- Page text
========================================================================
This is the division of four orders of life: brāhmin, kṣatriya, vaiśya, śūdra. The brāhmin means the most intelligent class of men in the society. Kṣatriya means the administrators, the politicians, the rulers of the society. Vaiśya means the productive class, traders, industrialists, those who are producing money or food, vaiśya. And śūdra means ordinary workers. That is the Vedic social system. And in the Bhagavad-gītā it is said, cātur-varṇyaṁ mayā sṛṣṭaṁ guṇa-karma-vibhāgaśaḥ (BG 4.13): "The social order, the brāhmin, the kṣatriya, the vaiśya and the śūdra, they are created by Me."
So anything created by God is present everywhere within the universe. So point is that don't think that the brāhmin, kṣatriya, vaiśya, śūdra, these divisions of society are in India only. No. Everywhere. Everywhere there are men who are very intelligent. They are supposed to be brahmin class. Then less, the politicians, the rulers, kṣatriya class. Then less, the traders, industrialists, they are vaiśyas. And the ordinary workers, they are śūdras.
========================================================================
- Task requirements
Reproduce the passage on the four social orders of the Vedic system word for word, in full.

- Data under study
========================================================================
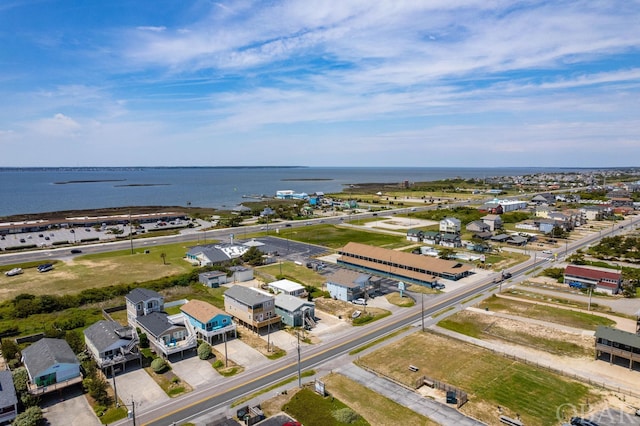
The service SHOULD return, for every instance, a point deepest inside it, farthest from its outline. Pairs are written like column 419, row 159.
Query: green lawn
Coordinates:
column 311, row 409
column 336, row 237
column 293, row 272
column 99, row 270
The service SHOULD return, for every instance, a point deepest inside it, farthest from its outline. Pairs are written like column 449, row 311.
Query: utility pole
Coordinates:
column 299, row 374
column 130, row 232
column 115, row 389
column 224, row 336
column 422, row 311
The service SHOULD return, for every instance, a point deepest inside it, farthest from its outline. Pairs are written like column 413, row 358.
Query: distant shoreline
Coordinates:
column 66, row 182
========================================================================
- Written response
This is the division of four orders of life: brāhmin, kṣatriya, vaiśya, śūdra. The brāhmin means the most intelligent class of men in the society. Kṣatriya means the administrators, the politicians, the rulers of the society. Vaiśya means the productive class, traders, industrialists, those who are producing money or food, vaiśya. And śūdra means ordinary workers. That is the Vedic social system. And in the Bhagavad-gītā it is said, cātur-varṇyaṁ mayā sṛṣṭaṁ guṇa-karma-vibhāgaśaḥ (BG 4.13): "The social order, the brāhmin, the kṣatriya, the vaiśya and the śūdra, they are created by Me."
So anything created by God is present everywhere within the universe. So point is that don't think that the brāhmin, kṣatriya, vaiśya, śūdra, these divisions of society are in India only. No. Everywhere. Everywhere there are men who are very intelligent. They are supposed to be brahmin class. Then less, the politicians, the rulers, kṣatriya class. Then less, the traders, industrialists, they are vaiśyas. And the ordinary workers, they are śūdras.